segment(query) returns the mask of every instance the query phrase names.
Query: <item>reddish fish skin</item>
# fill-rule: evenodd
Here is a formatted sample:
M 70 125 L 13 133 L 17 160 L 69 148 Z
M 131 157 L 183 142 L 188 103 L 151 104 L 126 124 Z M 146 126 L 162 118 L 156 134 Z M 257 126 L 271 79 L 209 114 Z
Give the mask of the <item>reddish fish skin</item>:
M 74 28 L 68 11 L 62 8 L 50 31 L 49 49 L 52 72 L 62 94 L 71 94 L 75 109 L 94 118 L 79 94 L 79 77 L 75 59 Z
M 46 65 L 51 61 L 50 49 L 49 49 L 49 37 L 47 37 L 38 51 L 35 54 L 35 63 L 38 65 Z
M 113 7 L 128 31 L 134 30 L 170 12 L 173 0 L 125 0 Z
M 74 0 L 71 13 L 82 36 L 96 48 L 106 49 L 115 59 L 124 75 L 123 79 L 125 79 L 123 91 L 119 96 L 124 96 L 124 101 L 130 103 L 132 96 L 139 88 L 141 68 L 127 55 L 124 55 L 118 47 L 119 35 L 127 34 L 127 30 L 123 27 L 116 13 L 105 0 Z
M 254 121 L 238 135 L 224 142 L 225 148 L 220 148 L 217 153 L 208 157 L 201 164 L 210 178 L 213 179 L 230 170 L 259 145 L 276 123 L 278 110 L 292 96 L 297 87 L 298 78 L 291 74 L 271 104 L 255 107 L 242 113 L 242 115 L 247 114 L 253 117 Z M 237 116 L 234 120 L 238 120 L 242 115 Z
********
§ **What the task requires**: Give back all of the data above without any alteration.

§ **Reply to the exercise**:
segment(query) returns the mask of every instance the query phrase names.
Query: <item>reddish fish skin</item>
# fill-rule: evenodd
Here is a formatted sample:
M 70 125 L 13 133 L 17 160 L 69 148 Z
M 131 157 L 183 142 L 188 103 L 151 104 L 126 124 Z M 146 126 L 162 118 L 156 134 Z M 257 126 L 271 79 L 209 114 Z
Give the mask of the <item>reddish fish skin</item>:
M 74 28 L 68 11 L 62 8 L 50 31 L 49 49 L 52 72 L 62 94 L 71 94 L 75 109 L 94 118 L 79 94 L 79 77 L 75 59 Z
M 46 65 L 51 61 L 50 49 L 49 49 L 49 37 L 47 37 L 38 51 L 35 54 L 35 63 L 38 65 Z
M 113 7 L 128 31 L 134 30 L 170 12 L 173 0 L 125 0 Z
M 74 0 L 71 13 L 82 36 L 96 48 L 106 49 L 115 59 L 124 75 L 123 79 L 125 79 L 123 91 L 119 96 L 124 96 L 124 101 L 130 103 L 132 96 L 139 88 L 141 68 L 127 55 L 124 55 L 118 47 L 119 35 L 127 34 L 127 30 L 123 27 L 116 13 L 105 0 Z
M 254 121 L 238 135 L 224 142 L 225 148 L 220 148 L 217 153 L 208 157 L 201 164 L 210 178 L 213 179 L 230 170 L 259 145 L 276 123 L 278 110 L 292 96 L 297 87 L 298 78 L 291 74 L 271 104 L 255 107 L 242 113 L 242 115 L 247 114 L 253 117 Z M 237 116 L 234 120 L 238 120 L 242 115 Z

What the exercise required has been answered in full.